[Opening DATA FOR THE TASK section]
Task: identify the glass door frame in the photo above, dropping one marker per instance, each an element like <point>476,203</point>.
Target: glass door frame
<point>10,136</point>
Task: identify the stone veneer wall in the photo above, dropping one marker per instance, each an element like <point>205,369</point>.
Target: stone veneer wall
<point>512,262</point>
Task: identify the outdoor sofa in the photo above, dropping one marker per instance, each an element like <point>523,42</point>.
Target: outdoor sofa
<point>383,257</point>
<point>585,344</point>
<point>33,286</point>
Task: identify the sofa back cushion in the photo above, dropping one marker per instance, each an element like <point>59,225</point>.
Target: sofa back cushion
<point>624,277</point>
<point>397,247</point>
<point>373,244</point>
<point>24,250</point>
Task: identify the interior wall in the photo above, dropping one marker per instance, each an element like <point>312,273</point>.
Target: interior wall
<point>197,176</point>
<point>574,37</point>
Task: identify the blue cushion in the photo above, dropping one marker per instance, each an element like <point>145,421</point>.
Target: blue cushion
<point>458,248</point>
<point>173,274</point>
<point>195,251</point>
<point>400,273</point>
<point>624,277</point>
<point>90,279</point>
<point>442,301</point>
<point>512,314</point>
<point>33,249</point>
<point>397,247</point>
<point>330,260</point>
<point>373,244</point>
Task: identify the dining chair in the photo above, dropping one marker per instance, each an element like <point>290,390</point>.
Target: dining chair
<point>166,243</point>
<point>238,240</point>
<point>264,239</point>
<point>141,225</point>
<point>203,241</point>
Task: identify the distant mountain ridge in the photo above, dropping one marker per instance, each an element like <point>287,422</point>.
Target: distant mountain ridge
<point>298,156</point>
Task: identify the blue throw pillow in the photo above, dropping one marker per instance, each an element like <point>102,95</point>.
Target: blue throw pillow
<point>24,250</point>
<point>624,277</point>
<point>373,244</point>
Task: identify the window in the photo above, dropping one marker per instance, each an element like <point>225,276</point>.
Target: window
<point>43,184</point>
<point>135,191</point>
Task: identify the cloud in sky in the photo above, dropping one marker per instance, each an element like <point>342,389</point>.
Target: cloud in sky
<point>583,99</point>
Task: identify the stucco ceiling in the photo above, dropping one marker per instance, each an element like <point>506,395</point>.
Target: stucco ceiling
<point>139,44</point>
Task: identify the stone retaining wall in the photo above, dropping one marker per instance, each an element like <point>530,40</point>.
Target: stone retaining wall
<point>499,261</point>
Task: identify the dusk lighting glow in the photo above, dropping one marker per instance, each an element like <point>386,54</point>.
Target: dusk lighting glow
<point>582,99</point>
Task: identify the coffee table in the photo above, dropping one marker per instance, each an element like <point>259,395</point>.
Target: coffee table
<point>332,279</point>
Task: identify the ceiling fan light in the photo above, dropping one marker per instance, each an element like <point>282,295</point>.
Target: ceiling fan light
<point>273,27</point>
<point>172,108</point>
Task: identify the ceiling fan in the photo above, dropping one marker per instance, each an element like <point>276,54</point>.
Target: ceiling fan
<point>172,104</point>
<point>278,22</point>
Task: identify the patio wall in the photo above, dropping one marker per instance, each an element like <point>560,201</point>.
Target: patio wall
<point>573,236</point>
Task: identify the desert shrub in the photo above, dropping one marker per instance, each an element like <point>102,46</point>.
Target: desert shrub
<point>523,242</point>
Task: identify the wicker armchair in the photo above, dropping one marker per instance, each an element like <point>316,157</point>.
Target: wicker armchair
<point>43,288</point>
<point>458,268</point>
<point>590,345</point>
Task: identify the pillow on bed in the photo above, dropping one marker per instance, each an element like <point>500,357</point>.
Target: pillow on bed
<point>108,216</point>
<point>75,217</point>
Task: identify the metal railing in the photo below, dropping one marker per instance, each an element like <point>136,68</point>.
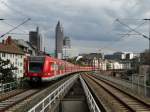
[Closing DATA FOR THE TASK section]
- **WORK INSTRUCTION**: Nothing beyond the lines from the start of the entries through the line with "Task: identify the blue cushion" should appear. Repeat those lines exactly, both ends included.

- **THE ANSWER**:
Task: identify the glass door frame in the photo above, dropping one marker per instance, each an element like <point>476,203</point>.
Target: glass door frame
<point>10,136</point>
Task: identify the stone veneer wall in the photo above, dropping one marker per instance, each an element like <point>205,369</point>.
Target: stone veneer wall
<point>512,262</point>
Task: identify the outdoor sofa in the photo above, dropping one marker per instance, each an element like <point>523,42</point>.
Target: outdoor sofa
<point>383,257</point>
<point>585,344</point>
<point>33,286</point>
Task: identify the sofa back cushion in the photo above, dropping one marker per instance, each an element like <point>59,225</point>.
Target: sofa back cushion
<point>624,277</point>
<point>397,247</point>
<point>373,244</point>
<point>24,250</point>
Task: identify the interior wall in the photo above, dropping one marker per instance, each an element like <point>312,273</point>.
Target: interior wall
<point>197,176</point>
<point>574,37</point>
Task: identify the blue cushion in the photo above, dropping one marker per instance, each an element like <point>145,421</point>.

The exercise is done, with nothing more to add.